-- BLOCO DE TEXTO --
--- --- ---
Litígio entre sócios
A CTF passou a fazer parte do negócio, para viabilizar a execução financeira do projeto, a partir de 26 de novembro de 2013. Tudo correu bem inicialmente, mas há alguns anos foi iniciado um litígio entre os sócios, com acusações que envolvem desde usurpação de direitos autorais e arquitetônicos e invasões a arquivos sigilosos. O processo segue tramitando, parcialmente submetido a segredo de justiça.
Acontece que a ex-funcionária da BME Beatriz do Carmo Leandro Arandas entrou com ação pedindo acesso a várias provas. Ela alegou que os documentos em questão são importantes para que possa ajuizar processo neste segmento do Judiciário para exigir seus direitos trabalhistas.
Beatriz relatou que, depois de ter se recusado a realizar um serviço que considerou ilícito, passou a sofrer assédio moral por meses, o que a fez adoecer psicologicamente ao ponto de desenvolver síndrome de Bornout. Foi quando resolveu denunciar o ocorrido ao serviço de compliance da empresa, mas lodo depois foi mandada embora sem maiores explicações.
Sua advogada, Darlene Otofuji Ramos, afirmou que por se tratar de uma ação trabalhista, o foro competente para o pedido de produção antecipada de provas com exibição de documentos com pedido de tutela antecipada compete à Justiça do Trabalho.
Entenda o caso
Beatriz contou que trabalhou durante anos na diretoria jurídica da BME. Mas quando identificou possíveis condutas ilícitas praticadas pela diretoria e foi chamada para participar do trabalho, se recusou. Tais condutas estão diretamente ligadas à invasão do computador da advogada Cynthia Jourdet, com extração indevida de informações sigilosas.
A ex-trabalhadora da empresa afirmou que depois de ter sido hostilizada por meses por ter se recusado a fazer a invasão indevida, formalizou em julho de 2024 denúncia ao canal de Compliance da BME, conforme prevê o Código de Ética e Conduta interno. Mas o seu gesto culminou com o encerramento abrupto do vínculo contratual, sem resposta da BME quanto ao desfecho da apuração interna.
--- --- ---
Registros de um conjunto de dados:
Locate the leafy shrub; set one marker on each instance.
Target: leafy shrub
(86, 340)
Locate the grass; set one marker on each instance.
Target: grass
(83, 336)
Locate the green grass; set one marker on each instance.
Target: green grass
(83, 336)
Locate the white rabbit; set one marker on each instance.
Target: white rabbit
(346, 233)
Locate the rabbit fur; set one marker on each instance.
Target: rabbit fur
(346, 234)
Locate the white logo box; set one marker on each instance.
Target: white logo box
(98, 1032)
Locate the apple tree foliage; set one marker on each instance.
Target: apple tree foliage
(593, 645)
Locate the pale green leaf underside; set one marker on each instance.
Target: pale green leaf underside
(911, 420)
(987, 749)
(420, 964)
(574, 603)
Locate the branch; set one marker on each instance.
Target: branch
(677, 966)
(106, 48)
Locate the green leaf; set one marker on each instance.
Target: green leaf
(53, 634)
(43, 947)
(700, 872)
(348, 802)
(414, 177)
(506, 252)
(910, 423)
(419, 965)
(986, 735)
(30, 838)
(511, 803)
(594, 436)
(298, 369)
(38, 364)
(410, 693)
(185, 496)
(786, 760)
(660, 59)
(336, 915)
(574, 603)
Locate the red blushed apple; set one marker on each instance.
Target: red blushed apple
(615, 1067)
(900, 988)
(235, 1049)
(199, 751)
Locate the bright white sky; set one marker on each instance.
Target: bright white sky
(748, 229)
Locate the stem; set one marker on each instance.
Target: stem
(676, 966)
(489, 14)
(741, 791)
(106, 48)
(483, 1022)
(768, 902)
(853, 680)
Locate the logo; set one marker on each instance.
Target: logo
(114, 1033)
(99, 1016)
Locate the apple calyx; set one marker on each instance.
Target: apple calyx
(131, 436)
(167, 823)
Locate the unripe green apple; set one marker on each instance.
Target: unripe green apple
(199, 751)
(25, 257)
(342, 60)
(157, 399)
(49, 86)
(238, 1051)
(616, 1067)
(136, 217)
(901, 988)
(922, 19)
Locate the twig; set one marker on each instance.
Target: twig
--- --- ---
-- ENUNCIADO 1 --
Reproduza fielmente o trecho do texto sobre o litígio entre sócios que vai de "Entenda o caso" até "da apuração interna.", inclusive.
-- ENUNCIADO 2 --
Segundo o texto sobre o litígio entre sócios, em que mês e ano Beatriz formalizou a denúncia ao canal de Compliance da BME?
-- ENUNCIADO 3 --
Dê continuidade ao texto sobre o litígio entre sócios, começando após a última frase apresentada.

-- RESPOSTA REDIGIDA 1 --
Entenda o caso
Beatriz contou que trabalhou durante anos na diretoria jurídica da BME. Mas quando identificou possíveis condutas ilícitas praticadas pela diretoria e foi chamada para participar do trabalho, se recusou. Tais condutas estão diretamente ligadas à invasão do computador da advogada Cynthia Jourdet, com extração indevida de informações sigilosas.
A ex-trabalhadora da empresa afirmou que depois de ter sido hostilizada por meses por ter se recusado a fazer a invasão indevida, formalizou em julho de 2024 denúncia ao canal de Compliance da BME, conforme prevê o Código de Ética e Conduta interno. Mas o seu gesto culminou com o encerramento abrupto do vínculo contratual, sem resposta da BME quanto ao desfecho da apuração interna.

-- RESPOSTA REDIGIDA 2 --
Em julho de 2024.

-- RESPOSTA REDIGIDA 3 --
Pedidos reiterados
Beatriz acrescentou que, após cerca de um ano sem qualquer resposta sobre as investigações, ela foi até o escritório e apresentou provas, pedindo reiteradas vezes, de maneira amigável, acesso à documentação relativa à apuração interna — incluindo o teor da denúncia registrada, eventuais depoimentos, pareceres ou o relatório final. Mas contou que foi “sistematicamente ignorada”.
Dessa forma, conforme argumentou sua advogada, tornou-se “imprescindível a via judicial como único meio viável para obtenção da verdade dos fatos e para assegurar seu direito de defesa e acesso à informação”.
A peça jurídica ainda pede que, na hipótese de inexistência de conclusão formal da investigação, Beatriz tenha acesso integral a todos os elementos colhidos até o momento da determinação judicial de exibição de documentos. De modo a assegurar “transparência quanto aos desdobramentos da denúncia e verificar possível violação de sigilo ou irregularidades na condução do processo interno que resultou em retaliação direta a ela”.
Fatos confirmados em ação
A defesa de Beatriz relembra, ainda, que os fatos denunciados pela ex-funcionária foram confirmados em ação judicial ajuizada pelo empresário Alexandre Allard, membro do Conselho da BME, que tramita sob o número 1044344-69.2025.8.26.0100 na Justiça paulista. E que Allard teve acesso ao relatório interno da empresa e o utilizou como fundamento para medida judicial que tramita em sigilo.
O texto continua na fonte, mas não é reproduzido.